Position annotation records
+ + + + + + +

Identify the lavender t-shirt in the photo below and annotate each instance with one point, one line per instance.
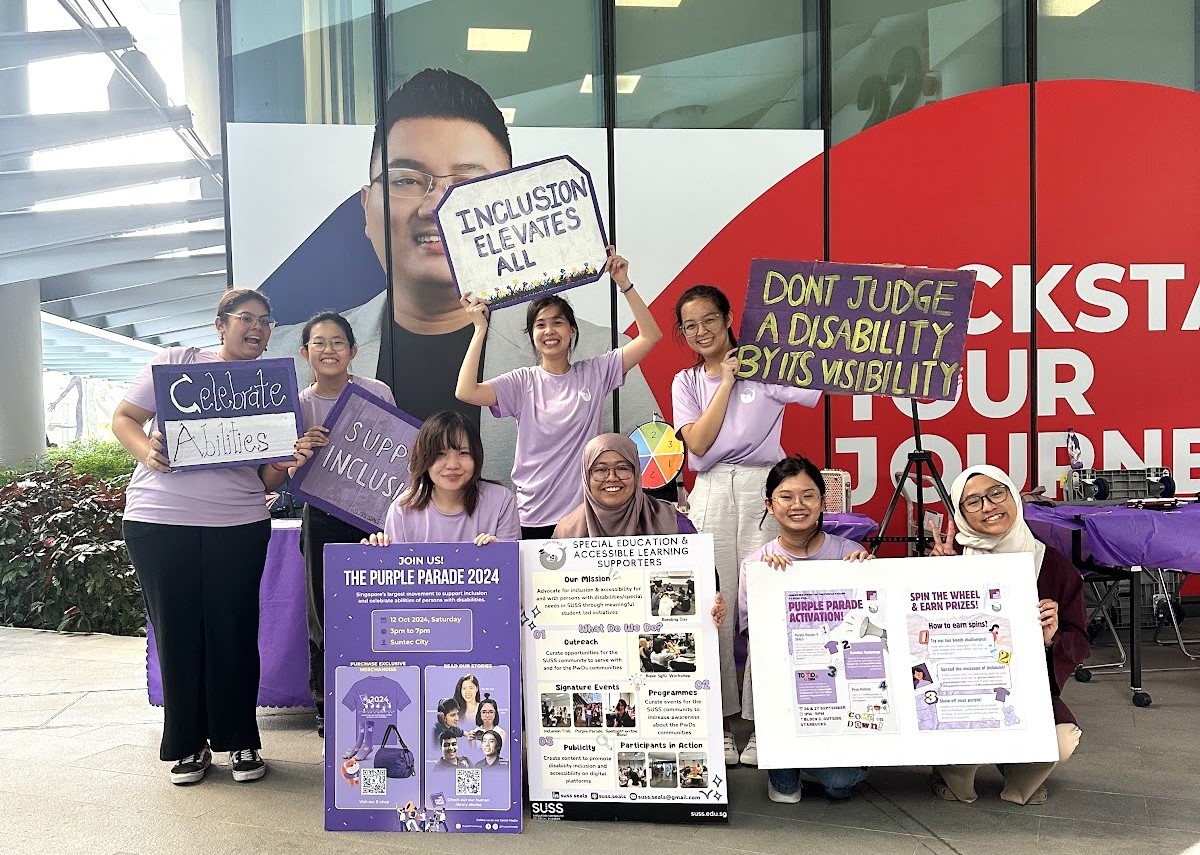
(833, 549)
(216, 497)
(749, 435)
(496, 513)
(313, 407)
(557, 414)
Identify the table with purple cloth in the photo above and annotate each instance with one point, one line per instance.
(282, 628)
(1120, 543)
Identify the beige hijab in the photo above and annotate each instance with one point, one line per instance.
(1017, 539)
(640, 515)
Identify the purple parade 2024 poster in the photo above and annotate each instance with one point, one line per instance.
(365, 465)
(423, 688)
(517, 234)
(856, 329)
(227, 413)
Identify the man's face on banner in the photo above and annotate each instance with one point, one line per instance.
(454, 149)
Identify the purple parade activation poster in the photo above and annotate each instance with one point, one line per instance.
(423, 669)
(227, 413)
(365, 465)
(856, 329)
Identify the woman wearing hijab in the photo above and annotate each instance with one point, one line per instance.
(615, 504)
(989, 521)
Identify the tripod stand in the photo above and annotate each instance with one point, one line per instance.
(918, 461)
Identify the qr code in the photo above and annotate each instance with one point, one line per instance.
(373, 782)
(467, 782)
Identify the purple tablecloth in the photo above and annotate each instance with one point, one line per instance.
(1123, 537)
(282, 628)
(283, 634)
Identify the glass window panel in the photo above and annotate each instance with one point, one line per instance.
(711, 64)
(919, 52)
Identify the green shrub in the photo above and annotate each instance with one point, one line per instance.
(105, 459)
(63, 560)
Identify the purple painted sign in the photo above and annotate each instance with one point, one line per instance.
(522, 233)
(365, 465)
(856, 329)
(423, 707)
(227, 413)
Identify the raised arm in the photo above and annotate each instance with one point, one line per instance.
(701, 434)
(469, 389)
(648, 333)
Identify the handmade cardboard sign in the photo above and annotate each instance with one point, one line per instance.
(365, 465)
(856, 329)
(517, 234)
(227, 413)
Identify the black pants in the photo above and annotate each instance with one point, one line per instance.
(317, 530)
(537, 532)
(201, 586)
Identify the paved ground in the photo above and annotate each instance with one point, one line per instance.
(79, 776)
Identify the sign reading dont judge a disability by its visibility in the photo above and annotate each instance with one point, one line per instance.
(856, 329)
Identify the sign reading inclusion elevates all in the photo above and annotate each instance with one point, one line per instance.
(858, 329)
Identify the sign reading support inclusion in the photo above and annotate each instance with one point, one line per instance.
(517, 234)
(227, 413)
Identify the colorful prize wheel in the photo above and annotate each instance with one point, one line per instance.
(659, 452)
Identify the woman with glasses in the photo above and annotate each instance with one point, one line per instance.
(329, 347)
(198, 544)
(731, 428)
(988, 520)
(795, 495)
(615, 503)
(558, 405)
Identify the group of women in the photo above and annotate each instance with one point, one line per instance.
(198, 539)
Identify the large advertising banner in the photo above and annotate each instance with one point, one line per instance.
(934, 662)
(423, 676)
(623, 679)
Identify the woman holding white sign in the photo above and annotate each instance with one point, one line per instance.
(448, 501)
(329, 346)
(731, 428)
(558, 405)
(795, 500)
(198, 543)
(989, 520)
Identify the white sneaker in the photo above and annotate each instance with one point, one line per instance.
(750, 753)
(784, 797)
(731, 749)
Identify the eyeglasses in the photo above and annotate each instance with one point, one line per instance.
(414, 184)
(995, 495)
(623, 471)
(253, 320)
(708, 323)
(336, 345)
(785, 500)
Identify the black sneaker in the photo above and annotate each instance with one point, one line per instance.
(247, 765)
(192, 769)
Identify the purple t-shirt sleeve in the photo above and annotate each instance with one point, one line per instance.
(511, 390)
(508, 527)
(790, 394)
(141, 393)
(685, 406)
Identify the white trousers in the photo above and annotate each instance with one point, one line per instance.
(727, 503)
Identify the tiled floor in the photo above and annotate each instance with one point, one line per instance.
(79, 776)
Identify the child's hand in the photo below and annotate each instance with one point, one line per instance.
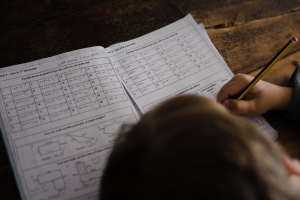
(262, 97)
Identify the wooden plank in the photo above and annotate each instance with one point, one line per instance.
(252, 45)
(226, 13)
(18, 13)
(289, 137)
(94, 26)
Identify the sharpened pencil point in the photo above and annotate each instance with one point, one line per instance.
(295, 39)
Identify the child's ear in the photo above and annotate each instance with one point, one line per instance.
(291, 165)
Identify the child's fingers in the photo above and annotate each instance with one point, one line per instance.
(233, 87)
(239, 107)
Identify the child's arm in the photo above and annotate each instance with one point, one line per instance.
(263, 96)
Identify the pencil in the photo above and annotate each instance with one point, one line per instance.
(278, 56)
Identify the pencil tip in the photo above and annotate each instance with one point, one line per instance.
(295, 39)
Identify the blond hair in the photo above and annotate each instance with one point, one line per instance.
(189, 148)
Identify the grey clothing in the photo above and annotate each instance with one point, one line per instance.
(293, 113)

+ + + + + + +

Your goal: Every record must be copied exactly, with images dropped from the result.

Exercise answer:
Identify the lavender t-shirt in the photo below and annotate each instance with one point, one line per instance.
(833, 549)
(216, 497)
(749, 435)
(496, 513)
(313, 407)
(557, 414)
Identify the table with purple cloth in the photo above and annotate each instance with one point, one line per instance.
(282, 628)
(1120, 543)
Identify the beige hijab in the photo above and annotate each instance with one point, one line per instance.
(1017, 539)
(640, 515)
Identify the purple parade 2024 poster in the photo above and annotate each instance with one point, one line per instance.
(365, 465)
(423, 688)
(517, 234)
(856, 329)
(227, 413)
Identify the man's face on banner in the photo above and annotate each instance with one point, one line per instance.
(454, 149)
Identify the purple parade activation poster in the photo above and annotate each instance with one point, one line per instance.
(423, 669)
(227, 413)
(365, 465)
(856, 329)
Identify the woman wearing hijab in the photo above and annotate each instance with one point, one line per instance.
(615, 504)
(989, 521)
Identify the tripod stand in the photo above and annotate each instance with one point, one line per instance.
(918, 461)
Identify the qr code in the photo above and annotate each instance with one point, one line per instance.
(373, 782)
(467, 782)
Identify the purple tablecloth in the photo above and annotate each instance with one point, one line per instance.
(1123, 537)
(282, 628)
(283, 634)
Identify the glass window panel in the photo above and annotate each instance with one point, one line per instance.
(711, 64)
(919, 52)
Identify the green shrub in the photo above and annotate each instance with one point, one line per instance.
(105, 459)
(63, 560)
Identify the purple painted sign in the photo above and annotate each instance with one point, one line per instance.
(522, 233)
(365, 465)
(856, 329)
(423, 707)
(227, 413)
Identify the raised arm in the photo above and annotate each instance with one point, one line per instance.
(701, 434)
(469, 389)
(648, 333)
Identify the handmade cardboard sign in the photo above and annotate each instance with one point, one line per instance.
(365, 465)
(856, 329)
(517, 234)
(227, 413)
Identify the black pants in the photo above and annotate each instance with one point, one line per instance.
(317, 530)
(537, 532)
(201, 586)
Identify the paved ground in the photo above and annotate each instance with one point, one line per instance.
(79, 776)
Identify the sign reading dont judge a disability by its visibility in the photo above and annotate each instance with one point, one line per instance.
(856, 329)
Identify the sign reading inclusion elevates all in the photo above and annotate each instance with one point, one line per instance.
(858, 329)
Identify the sign reading support inclusion in the photo above and annotate each instance with one point, one line per instance.
(517, 234)
(227, 413)
Identify the colorful prize wheel in the photo above and annotate each instance with one point, one line per instance.
(659, 452)
Identify the woman with glasses in the photo above and annotate each instance with one point, one line per instance.
(329, 347)
(198, 544)
(731, 428)
(988, 520)
(795, 495)
(615, 503)
(558, 405)
Identify the group of women in the photo above and annotate each instance with one point, one line per instance.
(198, 539)
Identify the large advertising banner in the photo above and annotate each instance with one point, one line per instance.
(934, 662)
(423, 676)
(623, 679)
Identify the woman holding white sign in the photo above and annotate each instance with one point, one line per instance.
(448, 501)
(329, 346)
(731, 428)
(558, 405)
(795, 500)
(198, 543)
(989, 520)
Identify the white sneaker in the photo above and annotate each instance with one point, one line per instance.
(750, 753)
(784, 797)
(731, 749)
Identify the eyeglasses in the photo above and annotate each instance with one point, one line per instance.
(414, 184)
(995, 495)
(623, 471)
(253, 320)
(708, 323)
(336, 345)
(785, 500)
Identify the black sneaker in the photo above and annotate each instance with one point, one line per instance.
(247, 765)
(192, 769)
Identify the purple t-shirt sleeve in the photo above and annotate each instance with one point, one line per instance.
(511, 390)
(508, 527)
(790, 394)
(141, 393)
(685, 406)
Identify the white trousers in the photo above and annotate each instance with one point, one line per instance.
(727, 503)
Identify the tiled floor in the photo above and annotate each instance with one point, one line per instance.
(79, 776)
Identify the child's hand in the photo below and annotate each instance with one point, one line per instance.
(262, 97)
Identify the wooden plank in the photo above and annotate each instance with one point, one line per instance.
(252, 45)
(226, 13)
(18, 13)
(289, 137)
(94, 26)
Identify the sharpened pencil point in the photo above and annotate each instance with one point, one line per instance.
(295, 39)
Identify the child's ear in the photo above and annotate each instance with one point, one line per instance.
(291, 165)
Identify the child's fingers in the photo above and annotate each instance with one point, one line per instance.
(233, 87)
(239, 107)
Identify the child's arm in the photo above and annotate each instance with one point, one line per instance.
(263, 96)
Identify the pencil in the photo above and annotate each instance with one point, one line per instance.
(278, 56)
Identify the pencil tip in the photo above and annotate each instance with one point, one line per instance.
(295, 39)
Identify the blond hair in the photo above and annotate each instance with one point, one line per instance.
(189, 148)
Identify the grey clothing in the photo above and annotate each instance with one point, one line per instance.
(293, 113)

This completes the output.